(Beginning of SELECTED EXCERPT)

Guest editorial

Elijah Cummings, the 12-term Democratic congressman who passed away several days ago at the age of 68, belonged to a political culture that seems increasingly remote from the incivility which prevails in the Age of Trump. A descendant of sharecroppers from South Carolina, he grew up in a working-class home—his father worked at a chemical factory, his mother as a house cleaner and at a pickle factory —in heavily racialised Baltimore. Aged 11, he braved vitriolic abuse, and hurled projectiles to help integrate a local swimming pool.

Inspired by the fictional television attorney “Perry Mason’’, Cummings decided to become a lawyer. At Howard University, he was president of the student union, and graduated in 1973 with a degree in political science. A law degree from the University of Maryland in 1976 was followed by 20 years of private legal practice. Cummings was a member of the Maryland House of Delegates for 13 years before his successful campaign for a congressional seat in 1996. He went on to chair the Congressional Black Caucus and the House Oversight and Reform Committee.

(End of SELECTED EXCERPT)

#### WORK TO COMPLETE:
• 1. List every calendar year the guest editorial names, each with the event it marks.
• 2. Check each statement against the guest editorial. Answer yes or no, and quote the deciding words: (a) Cummings's father worked at a pickle factory. (b) Cummings served in the Maryland House of Delegates for 13 years. (c) Cummings chaired the House Oversight and Reform Committee.
• 3. Reproduce word for word the stretch of the guest editorial from "Guest editorial" through "local swimming pool.".

(Beginning of DATA PROVIDED)

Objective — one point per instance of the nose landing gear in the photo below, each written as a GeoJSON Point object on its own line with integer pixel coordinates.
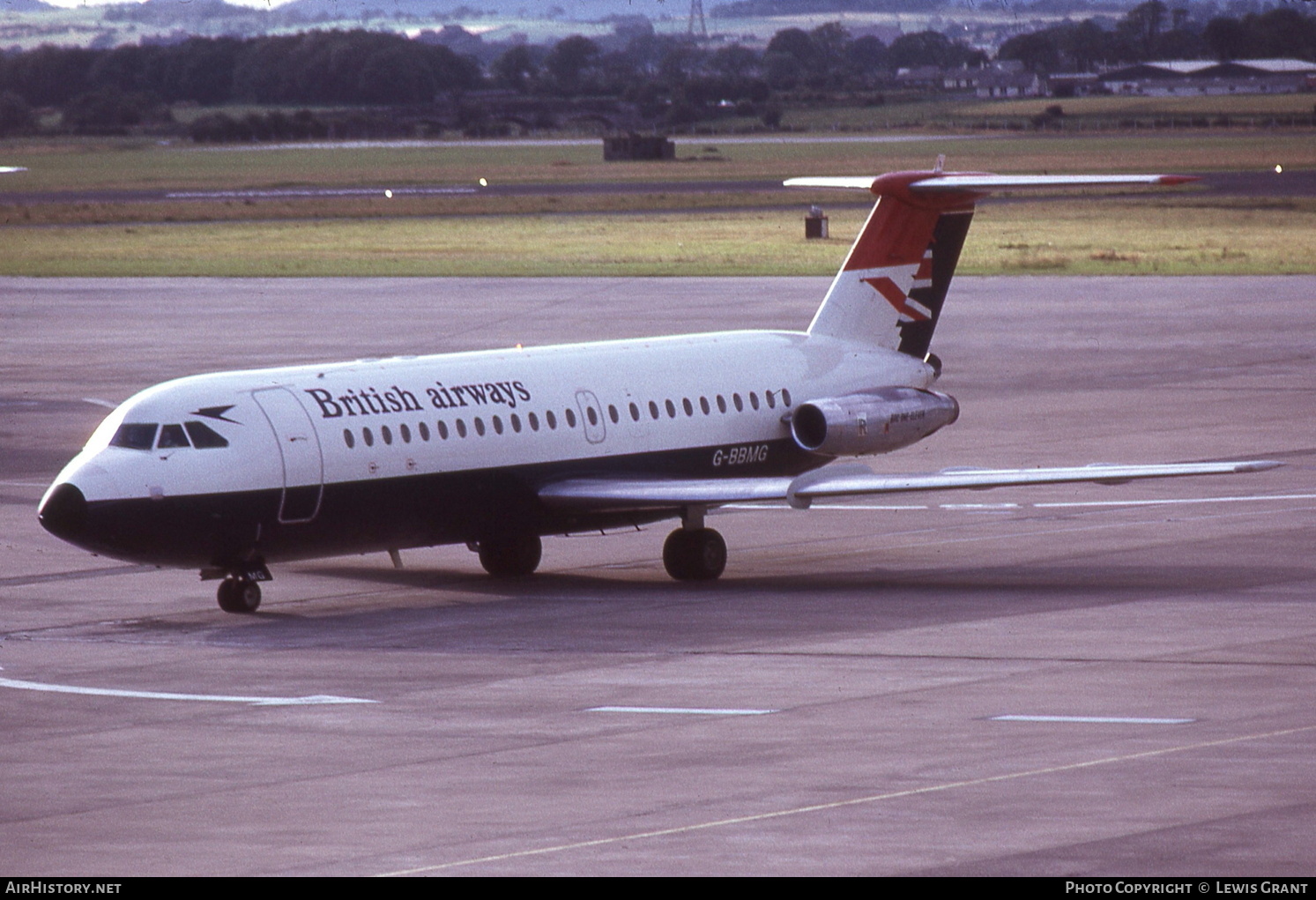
{"type": "Point", "coordinates": [238, 595]}
{"type": "Point", "coordinates": [238, 590]}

(End of DATA PROVIDED)

#### LIST OF ANSWERS:
• 1.
1973: Cummings graduated from Howard University with a degree in political science.
1976: He received a law degree from the University of Maryland.
1996: He won his campaign for a congressional seat.

• 2.
(a) No: "his father worked at a chemical factory"
(b) Yes: "Cummings was a member of the Maryland House of Delegates for 13 years"
(c) Yes: "He went on to chair the Congressional Black Caucus and the House Oversight and Reform Committee"

• 3.
Guest editorial

Elijah Cummings, the 12-term Democratic congressman who passed away several days ago at the age of 68, belonged to a political culture that seems increasingly remote from the incivility which prevails in the Age of Trump. A descendant of sharecroppers from South Carolina, he grew up in a working-class home—his father worked at a chemical factory, his mother as a house cleaner and at a pickle factory —in heavily racialised Baltimore. Aged 11, he braved vitriolic abuse, and hurled projectiles to help integrate a local swimming pool.